SOURCE DATA Block Start

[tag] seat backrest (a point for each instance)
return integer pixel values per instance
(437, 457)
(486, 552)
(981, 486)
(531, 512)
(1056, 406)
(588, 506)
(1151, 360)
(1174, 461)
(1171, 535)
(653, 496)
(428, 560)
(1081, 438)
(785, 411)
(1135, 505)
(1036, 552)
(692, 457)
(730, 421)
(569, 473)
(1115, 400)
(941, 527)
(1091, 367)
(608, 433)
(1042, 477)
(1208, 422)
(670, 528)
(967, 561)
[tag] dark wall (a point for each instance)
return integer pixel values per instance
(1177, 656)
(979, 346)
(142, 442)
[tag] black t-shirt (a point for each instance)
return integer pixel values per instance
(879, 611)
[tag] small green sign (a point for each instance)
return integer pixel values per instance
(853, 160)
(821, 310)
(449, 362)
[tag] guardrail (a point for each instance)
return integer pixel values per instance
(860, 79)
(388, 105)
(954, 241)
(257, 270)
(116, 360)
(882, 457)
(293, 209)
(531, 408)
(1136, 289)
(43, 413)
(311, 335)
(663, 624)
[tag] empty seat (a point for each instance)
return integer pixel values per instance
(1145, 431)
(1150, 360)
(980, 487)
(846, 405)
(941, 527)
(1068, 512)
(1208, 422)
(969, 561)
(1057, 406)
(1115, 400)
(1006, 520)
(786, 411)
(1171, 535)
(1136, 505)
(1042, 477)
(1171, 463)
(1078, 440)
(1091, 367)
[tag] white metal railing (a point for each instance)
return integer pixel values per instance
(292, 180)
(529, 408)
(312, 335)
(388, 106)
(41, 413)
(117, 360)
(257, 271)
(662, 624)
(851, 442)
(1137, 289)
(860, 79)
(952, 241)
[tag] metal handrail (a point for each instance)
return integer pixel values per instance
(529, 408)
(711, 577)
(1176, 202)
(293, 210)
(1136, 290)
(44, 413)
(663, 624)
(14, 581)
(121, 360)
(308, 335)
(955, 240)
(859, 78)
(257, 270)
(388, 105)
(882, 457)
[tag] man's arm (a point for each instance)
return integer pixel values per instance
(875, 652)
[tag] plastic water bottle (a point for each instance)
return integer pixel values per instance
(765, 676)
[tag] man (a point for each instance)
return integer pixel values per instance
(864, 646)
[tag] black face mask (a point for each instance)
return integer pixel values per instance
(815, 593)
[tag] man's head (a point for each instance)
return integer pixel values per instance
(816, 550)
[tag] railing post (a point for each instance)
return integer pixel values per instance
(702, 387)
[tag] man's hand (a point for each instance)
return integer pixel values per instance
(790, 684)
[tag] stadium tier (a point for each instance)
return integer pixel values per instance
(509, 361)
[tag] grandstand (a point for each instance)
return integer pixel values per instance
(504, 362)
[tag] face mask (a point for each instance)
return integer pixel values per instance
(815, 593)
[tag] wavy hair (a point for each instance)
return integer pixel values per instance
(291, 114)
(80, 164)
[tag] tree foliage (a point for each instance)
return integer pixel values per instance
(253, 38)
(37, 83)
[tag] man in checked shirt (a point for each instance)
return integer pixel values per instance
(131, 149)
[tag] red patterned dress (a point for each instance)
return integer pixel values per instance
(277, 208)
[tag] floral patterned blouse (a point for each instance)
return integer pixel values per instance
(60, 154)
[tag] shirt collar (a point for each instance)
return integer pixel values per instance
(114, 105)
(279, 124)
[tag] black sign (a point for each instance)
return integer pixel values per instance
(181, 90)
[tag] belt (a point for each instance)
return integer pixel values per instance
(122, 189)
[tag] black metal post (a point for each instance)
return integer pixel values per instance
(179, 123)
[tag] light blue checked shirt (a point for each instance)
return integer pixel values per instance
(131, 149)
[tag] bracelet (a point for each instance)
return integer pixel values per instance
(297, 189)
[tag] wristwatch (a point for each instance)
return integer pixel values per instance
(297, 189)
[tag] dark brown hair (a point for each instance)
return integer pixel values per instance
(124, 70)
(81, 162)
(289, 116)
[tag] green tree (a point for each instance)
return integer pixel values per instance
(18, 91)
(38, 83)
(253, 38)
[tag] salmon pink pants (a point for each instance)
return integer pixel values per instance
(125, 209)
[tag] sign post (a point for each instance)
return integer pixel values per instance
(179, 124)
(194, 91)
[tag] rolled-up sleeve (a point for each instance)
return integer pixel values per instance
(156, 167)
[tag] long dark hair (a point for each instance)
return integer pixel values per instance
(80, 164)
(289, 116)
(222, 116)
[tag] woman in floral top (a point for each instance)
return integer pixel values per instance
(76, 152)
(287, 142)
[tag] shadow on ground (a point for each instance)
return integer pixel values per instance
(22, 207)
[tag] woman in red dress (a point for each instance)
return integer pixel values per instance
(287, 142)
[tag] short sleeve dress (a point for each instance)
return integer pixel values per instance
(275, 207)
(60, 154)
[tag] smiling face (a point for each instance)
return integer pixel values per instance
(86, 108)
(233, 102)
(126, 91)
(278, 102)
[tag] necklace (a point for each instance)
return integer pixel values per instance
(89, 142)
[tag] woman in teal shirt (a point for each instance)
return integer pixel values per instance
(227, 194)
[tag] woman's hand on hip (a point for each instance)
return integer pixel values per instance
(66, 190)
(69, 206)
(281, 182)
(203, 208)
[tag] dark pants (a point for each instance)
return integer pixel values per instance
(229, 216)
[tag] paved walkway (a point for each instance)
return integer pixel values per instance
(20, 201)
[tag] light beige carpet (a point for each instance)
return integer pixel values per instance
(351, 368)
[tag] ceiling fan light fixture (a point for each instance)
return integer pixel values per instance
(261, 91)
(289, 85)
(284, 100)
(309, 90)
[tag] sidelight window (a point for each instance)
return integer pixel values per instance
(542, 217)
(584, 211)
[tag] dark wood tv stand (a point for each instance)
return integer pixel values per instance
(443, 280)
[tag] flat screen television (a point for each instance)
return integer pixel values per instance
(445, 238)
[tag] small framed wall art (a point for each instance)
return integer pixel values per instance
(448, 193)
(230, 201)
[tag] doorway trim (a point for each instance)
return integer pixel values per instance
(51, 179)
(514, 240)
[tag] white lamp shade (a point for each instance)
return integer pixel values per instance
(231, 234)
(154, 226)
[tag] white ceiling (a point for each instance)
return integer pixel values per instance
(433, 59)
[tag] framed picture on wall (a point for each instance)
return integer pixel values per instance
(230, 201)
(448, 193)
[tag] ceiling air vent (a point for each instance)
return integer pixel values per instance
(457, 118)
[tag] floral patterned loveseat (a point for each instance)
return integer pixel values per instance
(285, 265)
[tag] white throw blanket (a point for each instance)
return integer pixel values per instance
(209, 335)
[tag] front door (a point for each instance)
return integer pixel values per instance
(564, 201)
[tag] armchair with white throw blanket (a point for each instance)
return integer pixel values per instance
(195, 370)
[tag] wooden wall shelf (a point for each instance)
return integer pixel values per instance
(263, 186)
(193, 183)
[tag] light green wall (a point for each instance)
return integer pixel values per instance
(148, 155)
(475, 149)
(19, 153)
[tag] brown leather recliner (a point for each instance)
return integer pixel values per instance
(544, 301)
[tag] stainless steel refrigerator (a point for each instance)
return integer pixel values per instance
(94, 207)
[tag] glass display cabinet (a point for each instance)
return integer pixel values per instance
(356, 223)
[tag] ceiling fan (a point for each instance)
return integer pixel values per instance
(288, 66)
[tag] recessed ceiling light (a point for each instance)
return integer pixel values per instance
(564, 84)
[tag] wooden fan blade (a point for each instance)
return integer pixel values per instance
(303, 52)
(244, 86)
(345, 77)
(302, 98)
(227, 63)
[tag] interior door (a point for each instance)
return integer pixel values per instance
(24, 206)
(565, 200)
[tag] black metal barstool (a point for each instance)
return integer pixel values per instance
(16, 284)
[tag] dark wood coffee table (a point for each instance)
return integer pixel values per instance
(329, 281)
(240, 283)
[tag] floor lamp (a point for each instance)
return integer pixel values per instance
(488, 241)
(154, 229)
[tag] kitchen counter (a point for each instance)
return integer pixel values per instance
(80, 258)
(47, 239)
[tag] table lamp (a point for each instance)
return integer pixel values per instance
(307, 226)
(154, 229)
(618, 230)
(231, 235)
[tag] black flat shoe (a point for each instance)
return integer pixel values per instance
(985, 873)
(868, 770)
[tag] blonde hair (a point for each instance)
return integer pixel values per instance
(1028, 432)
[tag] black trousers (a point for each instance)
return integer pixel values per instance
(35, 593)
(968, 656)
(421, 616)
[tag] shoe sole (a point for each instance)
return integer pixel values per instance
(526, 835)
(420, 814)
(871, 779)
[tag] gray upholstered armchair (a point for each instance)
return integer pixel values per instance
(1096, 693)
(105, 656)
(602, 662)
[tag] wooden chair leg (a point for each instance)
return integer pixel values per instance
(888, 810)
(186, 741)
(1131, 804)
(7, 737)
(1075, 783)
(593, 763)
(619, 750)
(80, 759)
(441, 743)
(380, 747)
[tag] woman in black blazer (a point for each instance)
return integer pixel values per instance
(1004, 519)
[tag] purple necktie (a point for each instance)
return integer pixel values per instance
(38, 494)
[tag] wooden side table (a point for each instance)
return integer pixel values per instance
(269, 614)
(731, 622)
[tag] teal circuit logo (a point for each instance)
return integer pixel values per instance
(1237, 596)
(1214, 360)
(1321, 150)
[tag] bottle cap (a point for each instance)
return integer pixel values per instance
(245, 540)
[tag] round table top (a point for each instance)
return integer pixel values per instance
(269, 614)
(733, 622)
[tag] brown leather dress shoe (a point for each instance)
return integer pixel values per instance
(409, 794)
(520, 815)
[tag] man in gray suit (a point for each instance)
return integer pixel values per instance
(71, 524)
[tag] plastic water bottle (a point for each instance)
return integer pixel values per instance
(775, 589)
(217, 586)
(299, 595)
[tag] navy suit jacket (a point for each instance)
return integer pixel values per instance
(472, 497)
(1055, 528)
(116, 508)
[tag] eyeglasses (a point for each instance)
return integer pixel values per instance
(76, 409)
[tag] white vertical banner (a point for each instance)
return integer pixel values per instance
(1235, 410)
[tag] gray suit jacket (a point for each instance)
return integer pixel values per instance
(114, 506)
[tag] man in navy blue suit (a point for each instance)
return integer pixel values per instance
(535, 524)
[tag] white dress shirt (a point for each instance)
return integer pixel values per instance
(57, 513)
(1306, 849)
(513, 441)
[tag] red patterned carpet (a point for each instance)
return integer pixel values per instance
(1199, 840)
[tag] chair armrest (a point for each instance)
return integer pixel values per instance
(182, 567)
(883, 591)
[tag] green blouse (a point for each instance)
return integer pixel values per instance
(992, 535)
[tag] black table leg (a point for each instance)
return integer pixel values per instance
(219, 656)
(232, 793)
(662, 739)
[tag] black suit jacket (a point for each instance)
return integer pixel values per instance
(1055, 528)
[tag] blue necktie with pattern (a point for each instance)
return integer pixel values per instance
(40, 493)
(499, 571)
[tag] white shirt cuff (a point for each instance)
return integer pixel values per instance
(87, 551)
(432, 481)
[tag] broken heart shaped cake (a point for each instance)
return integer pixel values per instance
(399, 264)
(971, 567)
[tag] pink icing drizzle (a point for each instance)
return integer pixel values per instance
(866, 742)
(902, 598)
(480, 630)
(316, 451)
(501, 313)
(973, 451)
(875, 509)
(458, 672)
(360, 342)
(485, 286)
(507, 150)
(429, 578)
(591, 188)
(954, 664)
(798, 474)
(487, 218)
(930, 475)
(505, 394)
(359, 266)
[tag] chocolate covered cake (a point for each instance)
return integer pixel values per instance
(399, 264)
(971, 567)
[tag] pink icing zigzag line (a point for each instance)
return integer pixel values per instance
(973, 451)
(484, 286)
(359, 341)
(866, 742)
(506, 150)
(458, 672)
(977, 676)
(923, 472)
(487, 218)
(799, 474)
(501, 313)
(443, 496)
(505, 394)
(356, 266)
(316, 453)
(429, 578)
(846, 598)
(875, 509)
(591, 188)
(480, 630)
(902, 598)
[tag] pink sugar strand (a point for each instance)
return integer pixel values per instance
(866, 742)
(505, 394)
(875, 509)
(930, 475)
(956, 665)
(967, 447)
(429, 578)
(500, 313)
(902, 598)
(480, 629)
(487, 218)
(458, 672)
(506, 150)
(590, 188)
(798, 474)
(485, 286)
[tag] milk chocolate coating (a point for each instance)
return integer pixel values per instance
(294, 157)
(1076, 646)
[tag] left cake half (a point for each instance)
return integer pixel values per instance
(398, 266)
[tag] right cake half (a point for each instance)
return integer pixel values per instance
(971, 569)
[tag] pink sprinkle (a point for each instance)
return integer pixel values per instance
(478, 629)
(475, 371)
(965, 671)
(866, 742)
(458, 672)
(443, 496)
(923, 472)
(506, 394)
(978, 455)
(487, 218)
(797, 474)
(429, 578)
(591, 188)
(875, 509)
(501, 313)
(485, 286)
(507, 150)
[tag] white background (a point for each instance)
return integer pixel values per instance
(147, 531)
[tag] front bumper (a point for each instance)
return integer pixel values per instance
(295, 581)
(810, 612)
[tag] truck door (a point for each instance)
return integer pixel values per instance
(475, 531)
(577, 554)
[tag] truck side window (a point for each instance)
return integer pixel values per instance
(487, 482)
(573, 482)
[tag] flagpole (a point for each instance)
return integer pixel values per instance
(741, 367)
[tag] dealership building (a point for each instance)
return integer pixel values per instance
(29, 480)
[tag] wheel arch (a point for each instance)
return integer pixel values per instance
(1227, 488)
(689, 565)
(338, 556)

SOURCE DATA Block End

YOUR INSTRUCTIONS:
Please restate the records word for word. Go from the first line to the line with "[tag] empty seat (a point for each instance)" and include both.

ANSWER BOX:
[tag] seat backrest (a point for each instance)
return integer pixel values per instance
(437, 457)
(486, 552)
(981, 486)
(531, 512)
(1056, 406)
(588, 506)
(1151, 360)
(1174, 461)
(1171, 535)
(653, 496)
(428, 560)
(1081, 438)
(785, 411)
(1135, 505)
(1036, 552)
(692, 457)
(730, 421)
(569, 473)
(1115, 400)
(941, 527)
(1091, 367)
(608, 433)
(1042, 477)
(1208, 422)
(670, 528)
(967, 561)
[tag] dark wall (a point for each instance)
return integer pixel values per instance
(1177, 656)
(979, 346)
(142, 442)
[tag] black t-shirt (a point for each instance)
return integer pixel values per instance
(879, 611)
[tag] small green sign (a point for each instance)
return integer pixel values per instance
(853, 160)
(821, 310)
(449, 362)
[tag] guardrail (a point for each instance)
return integer pixel values per instance
(860, 79)
(388, 105)
(954, 241)
(257, 270)
(116, 360)
(882, 457)
(293, 209)
(531, 408)
(1136, 289)
(43, 413)
(311, 335)
(663, 624)
[tag] empty seat (a point for each instance)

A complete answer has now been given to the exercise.